-- BEGIN Records shown --
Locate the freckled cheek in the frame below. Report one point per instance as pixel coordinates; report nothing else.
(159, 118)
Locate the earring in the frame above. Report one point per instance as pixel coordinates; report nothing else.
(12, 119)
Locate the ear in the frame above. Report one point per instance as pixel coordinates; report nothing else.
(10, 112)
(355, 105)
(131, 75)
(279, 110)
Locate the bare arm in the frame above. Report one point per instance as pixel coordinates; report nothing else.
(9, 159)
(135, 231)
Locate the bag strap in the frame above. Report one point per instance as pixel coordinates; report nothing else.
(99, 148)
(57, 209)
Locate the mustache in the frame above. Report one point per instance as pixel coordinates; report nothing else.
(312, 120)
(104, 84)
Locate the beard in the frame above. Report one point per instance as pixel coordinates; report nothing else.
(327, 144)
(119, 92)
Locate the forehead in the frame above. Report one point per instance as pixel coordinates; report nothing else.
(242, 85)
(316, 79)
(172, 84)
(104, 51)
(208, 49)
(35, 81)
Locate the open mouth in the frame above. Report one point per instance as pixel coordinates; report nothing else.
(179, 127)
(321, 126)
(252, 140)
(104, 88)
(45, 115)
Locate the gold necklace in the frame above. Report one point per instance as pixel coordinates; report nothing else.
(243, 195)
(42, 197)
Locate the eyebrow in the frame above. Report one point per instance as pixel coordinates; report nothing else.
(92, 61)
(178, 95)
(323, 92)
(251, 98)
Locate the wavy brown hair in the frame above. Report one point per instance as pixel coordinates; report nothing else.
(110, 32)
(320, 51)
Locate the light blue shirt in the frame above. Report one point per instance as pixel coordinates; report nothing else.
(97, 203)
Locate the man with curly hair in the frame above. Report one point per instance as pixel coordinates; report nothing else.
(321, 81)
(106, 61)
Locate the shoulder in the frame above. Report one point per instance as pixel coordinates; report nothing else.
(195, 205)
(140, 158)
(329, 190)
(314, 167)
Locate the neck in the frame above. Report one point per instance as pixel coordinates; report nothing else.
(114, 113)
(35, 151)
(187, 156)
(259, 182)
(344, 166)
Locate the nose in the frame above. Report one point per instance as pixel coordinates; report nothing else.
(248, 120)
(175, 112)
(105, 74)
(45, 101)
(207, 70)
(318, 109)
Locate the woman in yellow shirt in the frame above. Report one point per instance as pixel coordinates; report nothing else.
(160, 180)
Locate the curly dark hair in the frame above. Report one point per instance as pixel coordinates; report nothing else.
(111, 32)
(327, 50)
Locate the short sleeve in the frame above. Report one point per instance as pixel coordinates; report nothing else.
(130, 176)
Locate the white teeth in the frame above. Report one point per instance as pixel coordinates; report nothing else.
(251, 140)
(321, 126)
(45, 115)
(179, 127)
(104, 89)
-- END Records shown --
* **What the task asks**:
Print every one of the records above, unchanged down to the last character.

* **Finished task**:
Locate the freckled cheek in the frame below. Report one point per instance as pixel coordinates; report nothing else.
(159, 118)
Locate the earring in the frame above. Report one point per instance as pixel coordinates; report nothing else.
(12, 119)
Locate the ear in the frame above. Report one point per instance as pixel coordinates; report nothing else.
(10, 112)
(355, 105)
(131, 75)
(279, 110)
Locate the bare arm in the frame above. Report one point per instance as pixel coordinates; report nothing else.
(9, 159)
(135, 231)
Locate the bag strap in the frame above. Report one point per instance as pixel coordinates; report nothing else.
(99, 148)
(57, 209)
Locate the mustache in the frame above. Report one point per instance as pixel coordinates; report nothing else.
(312, 120)
(104, 84)
Locate the beard in the frame above. Report one point per instance as pixel coordinates; report nothing else.
(327, 144)
(119, 92)
Locate the forehead in the frame above. Report one point per instance as pixel coordinates; report nothing else.
(242, 85)
(316, 79)
(172, 84)
(104, 51)
(208, 49)
(35, 81)
Locate the open mouth in the frame above. Report one point per instance as pixel coordinates; report nothing else.
(179, 127)
(321, 126)
(252, 140)
(104, 88)
(45, 115)
Locate the gold necklace in the frame above. Report one point per instance as pixel coordinates; report nothing else.
(243, 195)
(42, 197)
Locate the eyebrow in the frame above. Report one point per instance as pixel coordinates; report nothing else.
(92, 61)
(178, 95)
(323, 92)
(251, 98)
Locate the wavy brown hair in the frame above. Report one point per instance as pixel coordinates; report nothing else.
(110, 32)
(320, 51)
Locate the light blue shirt in the frame above. Report one point per instance as pixel coordinates; report nothing else.
(97, 203)
Locate the man with curly hair in the frame above. Report one point per instance as pixel coordinates; report nothing else.
(321, 81)
(106, 61)
Locate the shoulder in the frame above. Report one point per instance as pixel coordinates; report nothing else.
(195, 205)
(140, 158)
(329, 190)
(314, 167)
Locate the neck in the frame above. Report one point per instance as pixel coordinates; report nothing else.
(114, 113)
(35, 151)
(187, 156)
(259, 182)
(344, 166)
Locate the nose in the frame above. Report one point per instance as pixel coordinates; report nothing else.
(248, 120)
(175, 112)
(105, 74)
(45, 101)
(207, 70)
(318, 109)
Locate the woman in yellow shirt in the frame above. Report one point per instance as pixel coordinates; report nothing else.
(160, 180)
Locate the curly dark hair in the frame above. Report one point per instance as pixel coordinates; report nothing else.
(111, 32)
(327, 50)
Locate the short sleeve in the frame above. Report one point per instance as pixel coordinates; report nothing else.
(130, 176)
Locate the white teeth in the frame above. Report one point per instance as pixel coordinates; report nothing else.
(251, 140)
(321, 126)
(45, 115)
(179, 127)
(104, 89)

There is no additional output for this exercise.